_What to work on_. Please answer from the excerpt below on spicy food and obesity: according to the Korean study it cites, what resulted from adding spicy sauce (Kochujang) to the daily diet for 12 weeks?

Although prediction values of risk factors for cardiovascular disease were similar in Chinese and U.S. adults [33]. Asian populations have a lower BMI, but a greater prevalence of central obesity than Caucasian populations [9, 23, 3436]. Daily spicy food eating was positively associated with WC and WHtR in males; the higher BMI was, the greater the effects became. However, in females, the trend in the effect of spicy food intake on WC and WHtR decreased with increasing BMI in stratified analyses, and spicy food intake was negatively associated with WC and WHtR in most subgroups with a BMI greater than 24. Gender difference in food choice might represent one of the possible reasons for the inverse association of spicy food with central obesity in females. As females are reported to eat more fruit and vegetables but less high-fat foods than males [37, 38], vegetable-based spicy foods could be good for health; for example, chili pepper is rich in vitamin C, vitamin A and β-carotenoids. Moreover, a Korean study showed that a 12 weeks’ introduction of spicy sauce (Kochujang) to daily diet resulted in visceral fat loss and better lipid profiles, but without weight change [39].

The current observational study demonstrated a real-world spicy food intake and its association with general obesity and central obesity, rather than an intervention study or a clinical trial with relatively short period effects with a standardized meal of capsaicin-contained foods (e.g. red pepper) or supplement [25]. A cohort of nearly half a million participants with demographic, cultural, and socioeconomic diversity not only gave us the descriptive data on eating patterns of spicy food, but also provided sufficient power to control confounding and a large sample for stratified analyses. Compared with the findings from previous intervention studies, the observation on the positive association between spicy food eating and obesity in the current Chinese population-based study provided information on the difference in dietary patterns, related health behaviors or even gene-environment interactions between Western and Chinese populations.

_Data shown_.

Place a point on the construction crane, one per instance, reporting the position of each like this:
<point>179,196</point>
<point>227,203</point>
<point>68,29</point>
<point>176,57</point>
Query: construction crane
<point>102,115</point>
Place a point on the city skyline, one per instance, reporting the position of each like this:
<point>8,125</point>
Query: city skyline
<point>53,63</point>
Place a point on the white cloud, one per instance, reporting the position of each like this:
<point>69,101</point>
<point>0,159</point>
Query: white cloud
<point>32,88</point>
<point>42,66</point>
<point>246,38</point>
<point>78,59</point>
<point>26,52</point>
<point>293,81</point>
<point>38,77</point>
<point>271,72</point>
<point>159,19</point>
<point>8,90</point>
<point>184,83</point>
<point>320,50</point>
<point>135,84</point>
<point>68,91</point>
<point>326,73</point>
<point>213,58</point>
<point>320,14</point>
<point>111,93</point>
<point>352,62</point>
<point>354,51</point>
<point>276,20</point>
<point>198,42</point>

_Answer below_. It led to visceral fat loss and better lipid profiles, without weight change.